**EXERCISE DATA:**
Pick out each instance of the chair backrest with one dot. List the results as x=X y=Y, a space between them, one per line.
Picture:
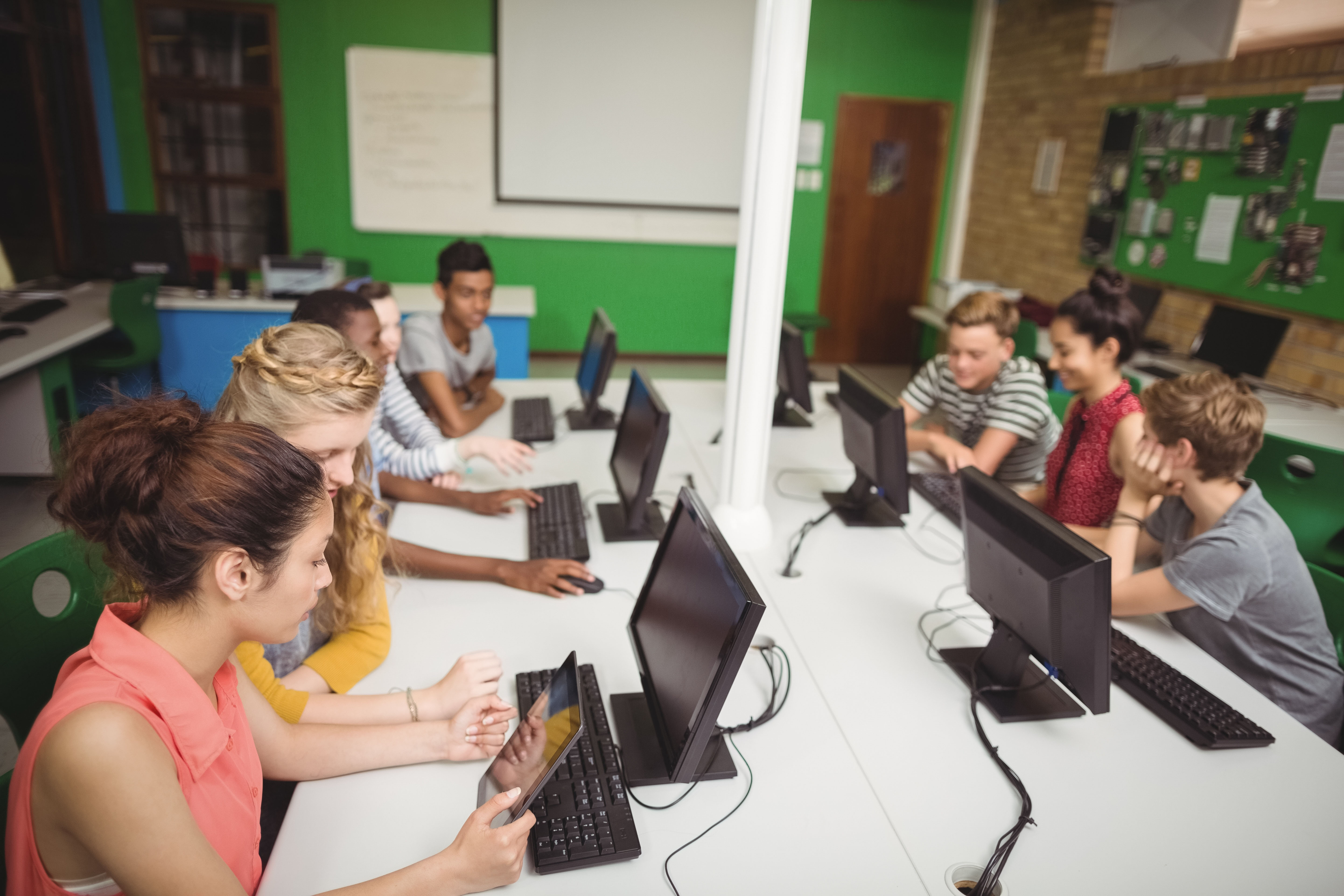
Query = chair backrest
x=34 y=647
x=132 y=305
x=1330 y=586
x=1304 y=483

**BRIEF:** Write out the listing above word for word, including every line, but leave out the picture.

**SOLUTION TO THE PROBLEM:**
Pick out each instance of the chair backrest with one dot. List the results as x=X y=Y, a space between them, one per line.
Picture:
Query = chair backrest
x=34 y=647
x=132 y=305
x=1330 y=586
x=1304 y=483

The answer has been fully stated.